Type out every line below exactly as it reads.

Data extracted from a collection:
[Start of section]
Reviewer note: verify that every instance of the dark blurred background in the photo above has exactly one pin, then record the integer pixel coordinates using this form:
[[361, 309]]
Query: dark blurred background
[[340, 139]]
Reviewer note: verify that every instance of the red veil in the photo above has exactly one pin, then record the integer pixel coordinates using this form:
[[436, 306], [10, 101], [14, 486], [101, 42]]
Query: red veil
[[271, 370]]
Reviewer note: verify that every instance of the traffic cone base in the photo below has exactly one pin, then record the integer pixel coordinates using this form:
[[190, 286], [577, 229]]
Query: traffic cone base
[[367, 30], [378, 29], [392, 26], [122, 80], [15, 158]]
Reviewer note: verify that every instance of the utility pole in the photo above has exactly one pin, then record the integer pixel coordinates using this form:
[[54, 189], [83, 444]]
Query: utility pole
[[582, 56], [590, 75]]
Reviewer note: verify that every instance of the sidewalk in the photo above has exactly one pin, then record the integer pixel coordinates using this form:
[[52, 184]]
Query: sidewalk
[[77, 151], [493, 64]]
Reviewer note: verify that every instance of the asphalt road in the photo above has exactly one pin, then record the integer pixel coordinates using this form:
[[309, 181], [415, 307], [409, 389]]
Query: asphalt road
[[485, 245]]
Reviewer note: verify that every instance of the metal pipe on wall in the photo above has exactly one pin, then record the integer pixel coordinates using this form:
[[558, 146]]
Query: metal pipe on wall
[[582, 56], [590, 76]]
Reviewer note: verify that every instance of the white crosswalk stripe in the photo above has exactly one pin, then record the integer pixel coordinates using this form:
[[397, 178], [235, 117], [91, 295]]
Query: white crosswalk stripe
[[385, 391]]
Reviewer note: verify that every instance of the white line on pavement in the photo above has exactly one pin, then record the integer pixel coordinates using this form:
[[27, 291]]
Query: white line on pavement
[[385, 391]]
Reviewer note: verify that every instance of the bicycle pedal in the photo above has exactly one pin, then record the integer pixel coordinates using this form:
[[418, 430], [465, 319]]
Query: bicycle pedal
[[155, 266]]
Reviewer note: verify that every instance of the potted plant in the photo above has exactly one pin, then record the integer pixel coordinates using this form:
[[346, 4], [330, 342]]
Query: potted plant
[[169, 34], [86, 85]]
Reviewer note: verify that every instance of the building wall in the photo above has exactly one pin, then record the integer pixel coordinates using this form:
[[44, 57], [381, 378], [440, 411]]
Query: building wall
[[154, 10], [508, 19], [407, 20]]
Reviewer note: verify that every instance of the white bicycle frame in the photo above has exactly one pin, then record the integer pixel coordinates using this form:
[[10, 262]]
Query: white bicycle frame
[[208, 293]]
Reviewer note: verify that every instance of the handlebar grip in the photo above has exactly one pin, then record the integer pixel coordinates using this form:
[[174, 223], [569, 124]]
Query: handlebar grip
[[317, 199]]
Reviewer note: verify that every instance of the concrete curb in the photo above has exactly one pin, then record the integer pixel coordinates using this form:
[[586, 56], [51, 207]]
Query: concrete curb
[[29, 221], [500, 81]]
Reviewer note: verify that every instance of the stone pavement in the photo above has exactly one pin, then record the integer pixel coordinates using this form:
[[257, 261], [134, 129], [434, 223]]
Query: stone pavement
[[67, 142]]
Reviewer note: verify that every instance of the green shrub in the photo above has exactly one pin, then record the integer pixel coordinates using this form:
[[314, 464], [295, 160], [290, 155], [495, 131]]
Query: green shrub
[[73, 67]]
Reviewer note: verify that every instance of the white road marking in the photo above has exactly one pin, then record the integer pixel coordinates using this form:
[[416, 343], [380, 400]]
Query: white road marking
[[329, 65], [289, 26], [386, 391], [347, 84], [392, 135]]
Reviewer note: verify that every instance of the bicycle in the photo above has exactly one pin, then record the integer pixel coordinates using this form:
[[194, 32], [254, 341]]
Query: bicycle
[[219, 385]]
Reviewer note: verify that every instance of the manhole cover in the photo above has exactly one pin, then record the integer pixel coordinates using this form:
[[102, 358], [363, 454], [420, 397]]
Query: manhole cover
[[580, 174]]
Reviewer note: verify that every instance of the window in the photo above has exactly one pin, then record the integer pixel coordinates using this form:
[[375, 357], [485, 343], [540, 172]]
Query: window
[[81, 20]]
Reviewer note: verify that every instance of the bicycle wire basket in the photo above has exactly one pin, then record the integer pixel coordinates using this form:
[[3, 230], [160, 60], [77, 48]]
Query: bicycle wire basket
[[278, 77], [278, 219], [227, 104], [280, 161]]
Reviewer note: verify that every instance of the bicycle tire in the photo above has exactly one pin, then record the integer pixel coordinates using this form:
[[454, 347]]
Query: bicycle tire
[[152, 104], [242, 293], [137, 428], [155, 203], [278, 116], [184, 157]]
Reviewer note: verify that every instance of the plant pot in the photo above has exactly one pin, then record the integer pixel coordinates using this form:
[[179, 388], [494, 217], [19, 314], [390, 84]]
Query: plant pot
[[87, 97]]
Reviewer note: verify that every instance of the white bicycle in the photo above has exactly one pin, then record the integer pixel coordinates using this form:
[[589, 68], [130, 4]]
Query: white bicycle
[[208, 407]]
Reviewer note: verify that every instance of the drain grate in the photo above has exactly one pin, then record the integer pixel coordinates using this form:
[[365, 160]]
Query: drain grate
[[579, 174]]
[End of section]
SOLUTION BELOW:
Reviewer note: verify that every instance of the dark blurred background in the photo above has exactly one pin, then record the integer pixel coordinates using this form:
[[361, 309]]
Query: dark blurred background
[[340, 139]]
Reviewer note: verify that every instance of the red veil in the photo above has exactly one pin, then record the integer pixel coordinates using this form:
[[436, 306], [10, 101], [14, 486], [101, 42]]
Query: red veil
[[271, 370]]
Reviewer note: verify that every instance of the traffic cone base in the photo below has exactly one pin, then record the integer pixel coordinates using this form:
[[190, 286], [577, 229]]
Query: traffic cone base
[[367, 30], [378, 29], [392, 26], [122, 80], [15, 158]]
Reviewer note: verify that every instance of the utility pole in the photo above has exactly one pin, then record the integer pixel coordinates using this form:
[[54, 189], [83, 444]]
Query: utility pole
[[582, 56], [590, 75]]
Reviewer note: verify that every instance of the sidewalk in the photo above has exactly one pin, then record the integer pixel coordinates using this form:
[[52, 184]]
Query: sidewalk
[[77, 151], [493, 64]]
Reviewer note: verify that every instance of the asphalt road in the photo above has exactly one pin, then record the integer pixel coordinates using this form:
[[309, 181], [415, 307], [409, 389]]
Query: asphalt road
[[485, 245]]
Reviewer note: verify that every instance of the metal pipe on wall in the photo above has exactly one pin, then record the integer pixel coordinates using this form:
[[558, 146]]
Query: metal pipe on wall
[[582, 56], [590, 76]]
Reviewer note: verify that every instance of the white crosswalk stripe in the photo above has exactly one pin, then record the integer pixel coordinates using this form:
[[397, 178], [235, 117], [91, 295]]
Query: white crosswalk stripe
[[385, 391]]
Reviewer note: verify that every instance of the white line on pavement in the photo above has exactly one pin, then record the integer pixel coordinates using this form:
[[27, 291]]
Query: white line on pavement
[[385, 391]]
Reviewer note: verify that every instance of the bicycle pedal in the photo above has exactly one pin, then record the integer pixel coordinates using this form:
[[418, 430], [465, 319]]
Query: bicycle pedal
[[155, 266]]
Reviewer note: verify that every instance of the potted plant in the photo above has exactly one pin, then record the integer pixel coordinates using this form:
[[346, 4], [330, 342]]
Query: potted plant
[[169, 34], [86, 85]]
Reviewer note: verify that every instance of the building wall in the photo above has exactly one pin, then record the integer pixel coordinates using this form:
[[44, 57], [381, 378], [440, 411]]
Query: building wall
[[154, 10], [508, 19], [407, 20]]
Reviewer note: verify that every instance of the white bicycle frame in the photo above has exactly one pin, then record the integer pixel coordinates using this form:
[[10, 262]]
Query: white bicycle frame
[[208, 293]]
Reviewer note: verify that every instance of the handlebar grip in the photo above has exactly one pin, then record the integer pixel coordinates using this form:
[[174, 223], [569, 124]]
Query: handlebar grip
[[317, 199]]
Reviewer note: verify that every instance of the concrete curb in the photo above has exactly one pin, then record the integer pixel coordinates using this form:
[[586, 56], [51, 207]]
Query: concrete curb
[[29, 221], [500, 81]]
Reviewer note: verify that every instance of the stone pavement in the photo above has exactly one pin, then record the integer pixel coordinates using this form:
[[257, 261], [134, 129], [434, 223]]
Query: stone pavement
[[67, 142]]
Reviewer note: verify that every instance of the green shrub in the photo above has exactly one pin, then record the integer pixel coordinates using this form:
[[314, 464], [295, 160], [290, 155], [495, 131]]
Query: green shrub
[[73, 67]]
Reviewer note: verify that every instance of the white road marking in the photo above has exactly one pin, then record the integer pixel coordinates using this form:
[[416, 343], [380, 400]]
Query: white road marking
[[329, 65], [289, 26], [386, 391], [347, 84], [392, 135]]
Reviewer note: verify that every instance of the bicycle in the photo above has exactly one pin, then record the integer pixel coordinates using this form:
[[194, 32], [254, 341]]
Query: bicycle
[[219, 385]]
Reviewer note: verify that every instance of the manhole cover in the photo above has exactly one pin, then record the integer pixel coordinates using this form:
[[102, 358], [363, 454], [420, 397]]
Query: manhole cover
[[580, 174]]
Reviewer note: verify that every instance of the window in the photo above has exactly one pin, then record the integer pixel coordinates using this form:
[[375, 357], [485, 343], [540, 172]]
Query: window
[[81, 20]]
Reviewer note: verify that every instance of the bicycle wire basket in the photo above has exactly one pin, then record the integer pixel coordinates using this form:
[[3, 230], [160, 60], [77, 48]]
Query: bicycle wire basket
[[278, 77], [278, 219], [227, 104], [280, 161]]
Reviewer note: verify that every instance of the bicycle tire in the photo above has exactly one pin, then record the integer pixel coordinates using this form:
[[454, 347]]
Query: bicycle tire
[[152, 104], [242, 293], [137, 428], [155, 203], [278, 116], [184, 157]]
Reviewer note: verify that every instance of the plant pot in the photo above has exactly one pin, then record the integer pixel coordinates using this form:
[[179, 388], [494, 217], [19, 314], [390, 84]]
Query: plant pot
[[87, 97]]
Reviewer note: verify that every instance of the white bicycle in the photo above has exactly one pin, then record the integer pixel coordinates using this form:
[[589, 68], [130, 4]]
Query: white bicycle
[[208, 407]]
Reviewer note: verify that every instance of the drain grate in the photo above has exactly one pin, then record the integer pixel coordinates using this form:
[[365, 160]]
Query: drain grate
[[579, 174]]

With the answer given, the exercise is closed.